Record extracts

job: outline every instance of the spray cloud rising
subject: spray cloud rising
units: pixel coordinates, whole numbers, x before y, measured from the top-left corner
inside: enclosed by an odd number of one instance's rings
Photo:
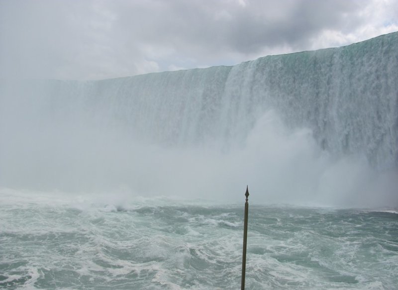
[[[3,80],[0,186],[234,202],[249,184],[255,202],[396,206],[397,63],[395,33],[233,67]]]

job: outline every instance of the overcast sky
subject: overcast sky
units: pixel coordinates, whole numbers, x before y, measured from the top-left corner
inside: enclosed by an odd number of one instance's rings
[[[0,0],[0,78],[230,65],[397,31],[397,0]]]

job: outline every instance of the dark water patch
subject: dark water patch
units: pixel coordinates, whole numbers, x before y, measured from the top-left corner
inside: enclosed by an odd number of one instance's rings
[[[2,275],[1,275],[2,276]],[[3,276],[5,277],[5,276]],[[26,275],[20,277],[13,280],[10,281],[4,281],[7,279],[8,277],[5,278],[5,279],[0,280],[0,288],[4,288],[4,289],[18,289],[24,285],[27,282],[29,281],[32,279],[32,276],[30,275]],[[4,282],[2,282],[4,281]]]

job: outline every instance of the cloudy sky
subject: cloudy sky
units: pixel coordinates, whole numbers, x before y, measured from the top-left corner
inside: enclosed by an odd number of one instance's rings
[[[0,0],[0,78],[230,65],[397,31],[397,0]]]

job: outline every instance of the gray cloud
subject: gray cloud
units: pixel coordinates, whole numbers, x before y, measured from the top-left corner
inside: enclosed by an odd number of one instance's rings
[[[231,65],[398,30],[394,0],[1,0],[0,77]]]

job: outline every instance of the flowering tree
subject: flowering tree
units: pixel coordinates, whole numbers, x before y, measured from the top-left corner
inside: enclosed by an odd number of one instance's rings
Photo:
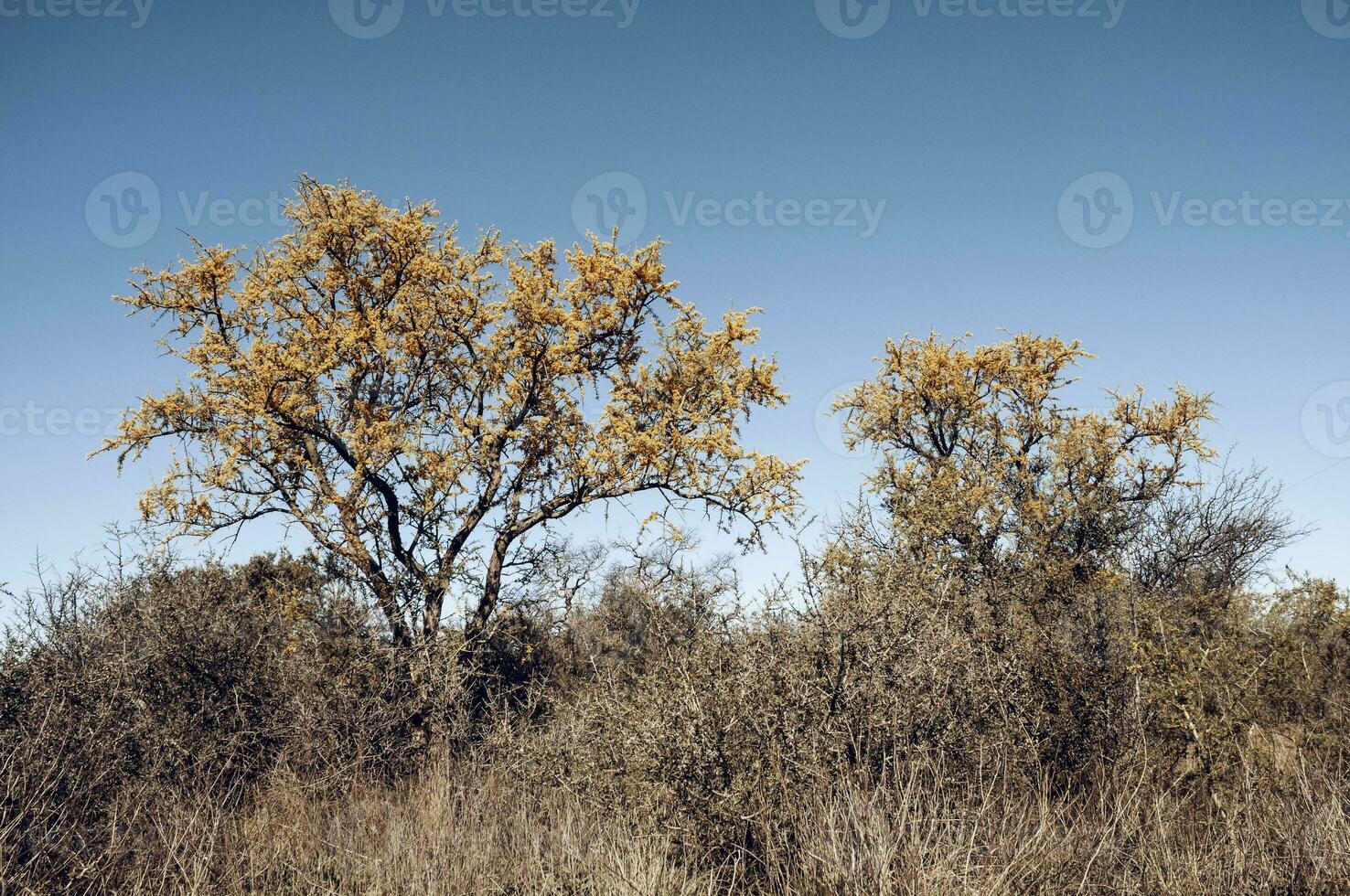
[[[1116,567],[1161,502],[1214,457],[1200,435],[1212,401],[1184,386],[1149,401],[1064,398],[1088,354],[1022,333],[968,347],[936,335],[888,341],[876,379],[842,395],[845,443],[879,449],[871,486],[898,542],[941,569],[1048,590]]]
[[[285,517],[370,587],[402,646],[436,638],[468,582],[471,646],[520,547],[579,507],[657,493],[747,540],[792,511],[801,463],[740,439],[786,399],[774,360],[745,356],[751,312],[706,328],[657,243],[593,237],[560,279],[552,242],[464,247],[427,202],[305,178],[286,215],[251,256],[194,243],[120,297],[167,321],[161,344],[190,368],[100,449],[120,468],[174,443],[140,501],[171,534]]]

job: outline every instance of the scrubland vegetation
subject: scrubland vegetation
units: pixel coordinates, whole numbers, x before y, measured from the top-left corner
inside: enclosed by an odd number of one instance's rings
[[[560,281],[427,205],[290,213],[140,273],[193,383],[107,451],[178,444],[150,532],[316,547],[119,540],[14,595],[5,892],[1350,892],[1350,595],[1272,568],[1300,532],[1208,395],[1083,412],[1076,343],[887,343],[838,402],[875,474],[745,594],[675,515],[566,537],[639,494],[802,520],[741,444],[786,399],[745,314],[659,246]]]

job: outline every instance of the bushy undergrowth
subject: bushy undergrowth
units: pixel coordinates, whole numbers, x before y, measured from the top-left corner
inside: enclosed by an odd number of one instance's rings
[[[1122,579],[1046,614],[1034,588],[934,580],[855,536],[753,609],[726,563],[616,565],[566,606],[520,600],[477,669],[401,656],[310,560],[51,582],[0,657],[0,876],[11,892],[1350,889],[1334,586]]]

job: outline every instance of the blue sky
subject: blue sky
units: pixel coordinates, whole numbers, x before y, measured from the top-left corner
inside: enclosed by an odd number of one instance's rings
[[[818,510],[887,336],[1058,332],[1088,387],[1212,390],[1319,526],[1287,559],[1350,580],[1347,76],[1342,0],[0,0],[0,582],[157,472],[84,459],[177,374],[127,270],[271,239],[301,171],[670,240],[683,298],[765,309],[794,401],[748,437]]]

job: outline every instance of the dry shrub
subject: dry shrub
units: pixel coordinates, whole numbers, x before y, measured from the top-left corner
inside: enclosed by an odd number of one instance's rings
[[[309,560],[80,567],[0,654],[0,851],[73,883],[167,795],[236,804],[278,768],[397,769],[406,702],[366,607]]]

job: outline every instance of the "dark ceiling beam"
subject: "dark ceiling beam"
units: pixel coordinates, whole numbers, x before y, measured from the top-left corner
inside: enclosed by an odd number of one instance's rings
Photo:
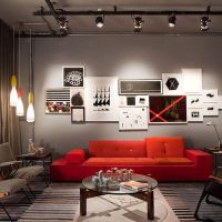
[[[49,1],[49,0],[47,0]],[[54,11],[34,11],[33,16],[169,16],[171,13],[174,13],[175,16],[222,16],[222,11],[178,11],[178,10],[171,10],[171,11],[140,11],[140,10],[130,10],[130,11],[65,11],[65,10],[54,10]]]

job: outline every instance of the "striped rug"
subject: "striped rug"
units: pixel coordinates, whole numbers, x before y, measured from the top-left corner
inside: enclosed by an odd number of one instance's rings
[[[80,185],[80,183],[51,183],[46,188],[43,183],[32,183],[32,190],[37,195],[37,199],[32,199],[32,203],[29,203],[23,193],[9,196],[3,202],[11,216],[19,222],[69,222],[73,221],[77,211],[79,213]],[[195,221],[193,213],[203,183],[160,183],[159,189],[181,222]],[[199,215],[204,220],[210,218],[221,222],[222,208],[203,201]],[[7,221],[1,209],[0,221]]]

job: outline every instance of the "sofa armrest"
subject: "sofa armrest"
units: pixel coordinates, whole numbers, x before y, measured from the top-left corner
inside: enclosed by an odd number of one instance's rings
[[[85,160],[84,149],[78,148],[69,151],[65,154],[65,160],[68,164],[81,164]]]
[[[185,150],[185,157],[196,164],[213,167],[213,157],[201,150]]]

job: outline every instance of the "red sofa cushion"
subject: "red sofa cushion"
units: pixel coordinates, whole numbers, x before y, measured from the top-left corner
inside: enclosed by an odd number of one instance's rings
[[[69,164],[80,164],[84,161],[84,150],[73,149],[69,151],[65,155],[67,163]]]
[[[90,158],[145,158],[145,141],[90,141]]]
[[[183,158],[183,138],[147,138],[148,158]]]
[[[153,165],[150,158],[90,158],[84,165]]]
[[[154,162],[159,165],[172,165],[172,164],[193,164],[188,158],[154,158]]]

Aim
Repeat each entry above word for word, leaving every picture out.

Result below
job: outline every instance of the spray cloud rising
subject: spray cloud rising
units: pixel coordinates, whole numbers, x before y, measured from the top-left corner
inside: enclosed by an odd number of one instance's rings
Photo:
[[[3,80],[0,186],[234,202],[249,184],[255,202],[396,206],[397,63],[395,33],[233,67]]]

job: outline every instance of the overcast sky
subject: overcast sky
units: pixel coordinates, whole numbers, x before y, measured from the top-left corner
inside: enclosed by an odd number of one instance's rings
[[[0,0],[0,78],[230,65],[397,31],[397,0]]]

job: outline every instance of the dark water patch
subject: dark water patch
units: pixel coordinates, whole numbers, x before y, measured from the top-left corner
inside: enclosed by an odd number of one instance's rings
[[[2,275],[1,275],[2,276]],[[3,276],[5,277],[5,276]],[[26,275],[20,277],[13,280],[10,281],[4,281],[7,279],[8,277],[5,278],[5,279],[0,280],[0,288],[4,288],[4,289],[18,289],[24,285],[27,282],[29,281],[32,279],[32,276],[30,275]],[[4,282],[2,282],[4,281]]]

job: outline every instance of the cloudy sky
subject: cloudy sky
units: pixel coordinates, whole numbers, x before y, measured from the top-left corner
inside: enclosed by an odd number of one instance's rings
[[[0,0],[0,78],[230,65],[397,31],[397,0]]]

job: outline every instance of the gray cloud
subject: gray cloud
units: pixel coordinates, whole numbers, x before y, measured from the top-left corner
inside: enclosed by an odd number of one instance's rings
[[[231,65],[398,30],[394,0],[1,0],[0,77]]]

job: outline every instance of the flowering tree
subject: flowering tree
units: pixel coordinates, whole numbers, x before y, measured from the top-left corner
inside: enclosed by an odd number of one instance's rings
Photo:
[[[1116,567],[1161,502],[1214,457],[1200,435],[1212,401],[1184,386],[1149,401],[1064,398],[1088,354],[1022,333],[968,347],[936,335],[888,341],[876,379],[842,395],[845,443],[879,449],[871,486],[898,542],[941,569],[1048,590]]]
[[[285,517],[370,587],[402,646],[436,638],[468,582],[471,646],[520,547],[579,507],[657,493],[747,540],[792,511],[801,463],[740,439],[786,399],[774,360],[745,356],[751,312],[706,328],[657,243],[593,237],[560,279],[552,242],[464,247],[427,202],[305,178],[286,215],[251,256],[194,243],[120,297],[167,321],[161,344],[190,368],[100,449],[120,468],[174,443],[140,501],[171,534]]]

job: outline every instance of the scrubland vegetation
subject: scrubland vegetation
units: pixel coordinates, whole numbers, x before y, measured from the top-left corner
inside: enclosed by an odd number of one instance's rings
[[[560,281],[427,205],[290,213],[140,273],[193,383],[107,451],[178,444],[150,532],[316,547],[119,540],[14,595],[5,892],[1350,892],[1350,595],[1272,568],[1300,532],[1208,395],[1083,412],[1076,343],[887,343],[838,402],[875,474],[745,594],[675,515],[566,537],[639,494],[802,520],[741,444],[786,399],[745,314],[659,246]]]

job: outline every instance of the bushy undergrowth
subject: bushy undergrowth
units: pixel coordinates, whole numbers, x before y, measured from the top-left corner
inside: enclosed by an odd number of one instance's rings
[[[1122,579],[1046,614],[1034,588],[934,580],[855,536],[753,609],[726,563],[616,565],[566,606],[520,600],[477,669],[401,656],[310,560],[51,582],[0,657],[0,876],[11,892],[1350,889],[1334,586]]]

job: outline every instance of the blue sky
subject: blue sky
units: pixel coordinates, whole numbers, x before y, measured from the top-left corner
inside: enclosed by an odd number of one instance's rings
[[[818,510],[887,336],[1058,332],[1088,387],[1212,390],[1319,526],[1287,559],[1350,580],[1347,76],[1342,0],[0,0],[0,582],[157,472],[84,459],[177,374],[127,270],[271,239],[301,171],[670,240],[683,298],[765,309],[794,401],[748,437]]]

job: outline every instance of the dry shrub
subject: dry shrub
units: pixel coordinates, whole numbers, x before y, measured from the top-left corner
inside: enclosed by an odd number of one instance's rings
[[[309,560],[80,567],[0,654],[0,851],[73,883],[167,795],[236,804],[278,768],[397,769],[406,702],[366,607]]]

job: outline every instance of the "dark ceiling beam"
subject: "dark ceiling beam"
units: pixel coordinates, whole numbers, x before y, measured from the top-left corner
inside: enclosed by an odd number of one instance's rings
Photo:
[[[49,1],[49,0],[47,0]],[[54,11],[34,11],[33,16],[169,16],[171,13],[174,13],[175,16],[222,16],[222,11],[178,11],[178,10],[171,10],[171,11],[140,11],[140,10],[130,10],[130,11],[65,11],[65,10],[54,10]]]

job: outline every instance of the "striped rug"
subject: "striped rug"
units: pixel coordinates, whole numbers, x before y, measured from the top-left corner
inside: enclosed by an odd number of one instance's rings
[[[80,185],[80,183],[51,183],[46,188],[43,183],[32,183],[32,190],[37,195],[37,199],[32,199],[32,203],[29,203],[23,193],[9,196],[3,202],[11,216],[19,222],[69,222],[73,221],[77,211],[79,213]],[[195,221],[193,213],[203,183],[160,183],[159,189],[181,222]],[[199,215],[204,220],[210,218],[221,222],[222,208],[203,201]],[[7,221],[1,209],[0,221]]]

job: outline every instance of the "sofa armrest"
subject: "sofa armrest"
units: pixel coordinates, whole numbers, x before y, measured from the top-left corner
inside: enclosed by an odd number of one instance's rings
[[[85,160],[84,149],[78,148],[69,151],[65,154],[65,160],[68,164],[81,164]]]
[[[185,150],[185,157],[196,164],[213,167],[213,157],[201,150]]]

job: outline every instance of the "red sofa cushion"
subject: "red sofa cushion"
units: pixel coordinates, whole numbers, x before y, measured from the top-left corner
inside: enclosed by an odd number of one instance's rings
[[[69,164],[80,164],[84,161],[84,150],[73,149],[69,151],[65,155],[67,163]]]
[[[90,158],[145,158],[145,141],[90,141]]]
[[[183,158],[183,138],[147,138],[148,158]]]
[[[153,165],[150,158],[90,158],[84,165]]]
[[[154,162],[159,165],[172,165],[172,164],[193,164],[188,158],[154,158]]]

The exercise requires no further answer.